● **EXTRAIT FOURNI**:
++++

• La Lucidité ≡ José Saramago

    La Lucidité

    José Saramago

    Seuil

    2007

     

    Et si, lors des présidentielles municipales, les électeurs de la capitale votaient majoritairement blanc ?

    « Les électeurs avaient toute la journée pour voter, ils attendaient sans doute que le mauvais temps passe1. »

    Le résultat tombe : lors des élections présidentielles municipales d’un pays sans nom, qui pourrait être le Portugal, 83% des électeurs de la capitale ont voté blanc. Surprenant, inexplicable, injustifié, intolérable ! s'écrient les hommes politiques davantage attachés à leurs sièges électoraux qu’aux désirs du peuple.

++++

● **BUT DE L'EXERCICE**:
Recopiez mot pour mot le passage du texte sur La Lucidité en commençant par « Et si, lors » et en allant jusqu'à « désirs du peuple. » inclus.

++++

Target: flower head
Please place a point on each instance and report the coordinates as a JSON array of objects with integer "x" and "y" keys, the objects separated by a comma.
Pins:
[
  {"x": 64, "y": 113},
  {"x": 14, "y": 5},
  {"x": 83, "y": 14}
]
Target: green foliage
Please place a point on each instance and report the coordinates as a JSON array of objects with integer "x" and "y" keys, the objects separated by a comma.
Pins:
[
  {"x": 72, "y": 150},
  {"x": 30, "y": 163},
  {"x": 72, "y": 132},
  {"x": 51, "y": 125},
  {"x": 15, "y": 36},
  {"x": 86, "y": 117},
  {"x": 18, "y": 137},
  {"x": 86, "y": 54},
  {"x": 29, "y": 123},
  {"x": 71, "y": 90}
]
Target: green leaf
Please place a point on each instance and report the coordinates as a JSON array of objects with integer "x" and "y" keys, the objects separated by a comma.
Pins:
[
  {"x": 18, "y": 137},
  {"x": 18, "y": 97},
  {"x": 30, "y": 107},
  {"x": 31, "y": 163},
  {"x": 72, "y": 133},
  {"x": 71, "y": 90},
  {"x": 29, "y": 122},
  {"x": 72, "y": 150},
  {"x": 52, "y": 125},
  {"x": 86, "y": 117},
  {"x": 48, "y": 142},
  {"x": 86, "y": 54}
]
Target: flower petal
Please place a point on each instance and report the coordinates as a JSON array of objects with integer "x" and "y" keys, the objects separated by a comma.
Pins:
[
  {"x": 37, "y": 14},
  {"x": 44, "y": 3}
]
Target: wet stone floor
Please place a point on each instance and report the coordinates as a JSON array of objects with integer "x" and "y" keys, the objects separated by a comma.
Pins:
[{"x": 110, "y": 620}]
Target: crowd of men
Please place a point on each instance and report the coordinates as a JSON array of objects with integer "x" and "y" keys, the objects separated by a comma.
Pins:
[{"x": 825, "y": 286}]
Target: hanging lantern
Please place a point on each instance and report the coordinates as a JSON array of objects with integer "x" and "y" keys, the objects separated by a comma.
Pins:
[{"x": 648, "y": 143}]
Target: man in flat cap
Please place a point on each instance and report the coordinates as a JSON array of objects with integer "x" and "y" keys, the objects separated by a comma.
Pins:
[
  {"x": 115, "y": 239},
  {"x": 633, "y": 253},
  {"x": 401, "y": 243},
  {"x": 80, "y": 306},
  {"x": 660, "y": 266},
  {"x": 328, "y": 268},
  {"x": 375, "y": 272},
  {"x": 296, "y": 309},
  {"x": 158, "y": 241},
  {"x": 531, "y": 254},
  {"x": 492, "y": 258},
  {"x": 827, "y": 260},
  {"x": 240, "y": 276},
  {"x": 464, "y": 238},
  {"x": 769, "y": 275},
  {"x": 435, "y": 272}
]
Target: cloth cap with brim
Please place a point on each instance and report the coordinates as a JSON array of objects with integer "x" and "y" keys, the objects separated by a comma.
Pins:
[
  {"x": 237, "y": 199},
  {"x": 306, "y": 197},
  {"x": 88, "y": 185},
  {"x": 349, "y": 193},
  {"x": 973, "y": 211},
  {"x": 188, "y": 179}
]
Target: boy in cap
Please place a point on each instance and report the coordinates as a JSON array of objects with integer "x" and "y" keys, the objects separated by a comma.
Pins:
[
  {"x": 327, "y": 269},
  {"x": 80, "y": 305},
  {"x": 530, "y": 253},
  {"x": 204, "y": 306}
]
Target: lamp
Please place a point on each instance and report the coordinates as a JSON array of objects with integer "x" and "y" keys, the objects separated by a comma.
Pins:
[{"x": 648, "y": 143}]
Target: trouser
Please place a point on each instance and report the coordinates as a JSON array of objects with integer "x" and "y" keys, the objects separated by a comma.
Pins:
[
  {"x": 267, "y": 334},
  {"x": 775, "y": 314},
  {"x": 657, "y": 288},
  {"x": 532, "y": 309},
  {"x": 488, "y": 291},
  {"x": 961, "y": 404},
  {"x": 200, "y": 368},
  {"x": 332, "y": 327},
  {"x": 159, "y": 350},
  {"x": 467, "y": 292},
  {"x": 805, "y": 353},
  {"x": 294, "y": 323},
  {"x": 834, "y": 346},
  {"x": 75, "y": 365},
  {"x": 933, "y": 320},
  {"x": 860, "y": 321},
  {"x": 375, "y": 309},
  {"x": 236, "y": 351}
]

++++

● **RÉPONSE ATTENDUE**:
Et si, lors des présidentielles municipales, les électeurs de la capitale votaient majoritairement blanc ?

    « Les électeurs avaient toute la journée pour voter, ils attendaient sans doute que le mauvais temps passe1. »

    Le résultat tombe : lors des élections présidentielles municipales d’un pays sans nom, qui pourrait être le Portugal, 83% des électeurs de la capitale ont voté blanc. Surprenant, inexplicable, injustifié, intolérable ! s'écrient les hommes politiques davantage attachés à leurs sièges électoraux qu’aux désirs du peuple.